In the excerpt about Buonaparte's confession, who gave the ball that ended in a fire?

- [Selected text]:
----

The two dialogues form a sort of drama, of which this is the fable. Buonaparte, having retired to rest towards the close of the night of the 1st of July, when the splendid ball, given by the Prince of Schwartzenberg, was so unexpectedly terminated by a dreadful conflagration, is tormented by hideous dreams, in which he supposes himself to be struggling with assassins, and utters such piercing shrieks, that he ultimately dissipates his own slumbers, and so completely alarms the imagination of the empress, that she firmly convinces herself, and at last persuades him, that he is tormented by the devil, and can only hope for repose, in this world or the next, by going to confession. For this pious purpose the repentant Buonaparte repairs to the Abbé Maury, fully determined to reveal all his misdemeanours and to obtain absolution.

This Confession, which occupies the first 118 pages, is interrupted by the entrance of the empress. The scene then chauges to the anti-chamber, where Berthier had long been expecting an audience of his master, and where a second dialogue, carried on in a very different tone, but generally turning on nearly the same topics, takes place between the grand almoner and the master of the imperial buck-hounds.

In the third part, which is of nearly the same length as each of the former, the author assumes the sober language of an historian; and the intention of this appendix is to shew, that of the three personages employed in his dialogues, two perform their parts in perfect consistency with their real characters; but he has not taken the trouble to inform us whether the change which has been wrought in the lively and eloquent Abbé Maury since his transformation into a cardinal and an archbishop, has really been so complete as to justify the representation which he gives of him; or whether he meant only to draw a biggotted and canting confessor, without much solicitude as to the fidelity of the individual resemblance.

----

- [Information given]:

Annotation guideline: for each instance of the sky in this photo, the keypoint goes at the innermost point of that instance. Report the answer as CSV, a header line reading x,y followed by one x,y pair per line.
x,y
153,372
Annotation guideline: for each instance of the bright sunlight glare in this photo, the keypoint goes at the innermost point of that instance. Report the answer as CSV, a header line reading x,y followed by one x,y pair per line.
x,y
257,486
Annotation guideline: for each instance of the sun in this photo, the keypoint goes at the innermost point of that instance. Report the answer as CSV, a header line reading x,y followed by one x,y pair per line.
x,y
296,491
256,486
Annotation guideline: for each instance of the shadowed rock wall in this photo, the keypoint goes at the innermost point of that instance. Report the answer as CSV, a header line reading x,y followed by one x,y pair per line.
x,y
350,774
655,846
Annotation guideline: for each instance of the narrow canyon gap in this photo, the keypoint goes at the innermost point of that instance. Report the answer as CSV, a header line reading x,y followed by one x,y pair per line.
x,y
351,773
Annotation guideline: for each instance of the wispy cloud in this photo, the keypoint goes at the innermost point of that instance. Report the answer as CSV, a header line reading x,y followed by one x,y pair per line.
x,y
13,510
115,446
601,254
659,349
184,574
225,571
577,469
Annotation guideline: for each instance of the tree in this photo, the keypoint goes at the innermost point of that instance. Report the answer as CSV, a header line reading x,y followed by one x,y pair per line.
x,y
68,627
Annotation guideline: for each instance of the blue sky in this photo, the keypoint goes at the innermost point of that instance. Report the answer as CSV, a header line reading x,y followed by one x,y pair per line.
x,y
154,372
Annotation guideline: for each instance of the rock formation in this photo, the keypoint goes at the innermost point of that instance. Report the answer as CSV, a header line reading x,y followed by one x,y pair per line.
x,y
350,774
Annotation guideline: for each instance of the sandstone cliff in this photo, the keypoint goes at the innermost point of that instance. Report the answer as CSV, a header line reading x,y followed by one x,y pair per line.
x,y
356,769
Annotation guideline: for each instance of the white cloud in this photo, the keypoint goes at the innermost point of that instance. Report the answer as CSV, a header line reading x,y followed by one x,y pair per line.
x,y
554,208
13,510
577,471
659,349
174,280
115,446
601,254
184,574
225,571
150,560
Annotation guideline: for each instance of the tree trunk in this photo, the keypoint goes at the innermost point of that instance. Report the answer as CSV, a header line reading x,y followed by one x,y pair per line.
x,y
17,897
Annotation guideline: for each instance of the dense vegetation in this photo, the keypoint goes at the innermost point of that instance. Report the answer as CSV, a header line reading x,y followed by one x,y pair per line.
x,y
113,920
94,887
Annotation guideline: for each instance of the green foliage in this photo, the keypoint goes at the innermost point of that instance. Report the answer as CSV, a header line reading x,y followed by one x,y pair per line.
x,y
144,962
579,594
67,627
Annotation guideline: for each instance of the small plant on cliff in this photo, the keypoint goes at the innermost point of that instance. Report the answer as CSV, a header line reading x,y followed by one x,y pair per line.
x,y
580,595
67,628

----

- [Answer to this problem]: The Prince of Schwartzenberg.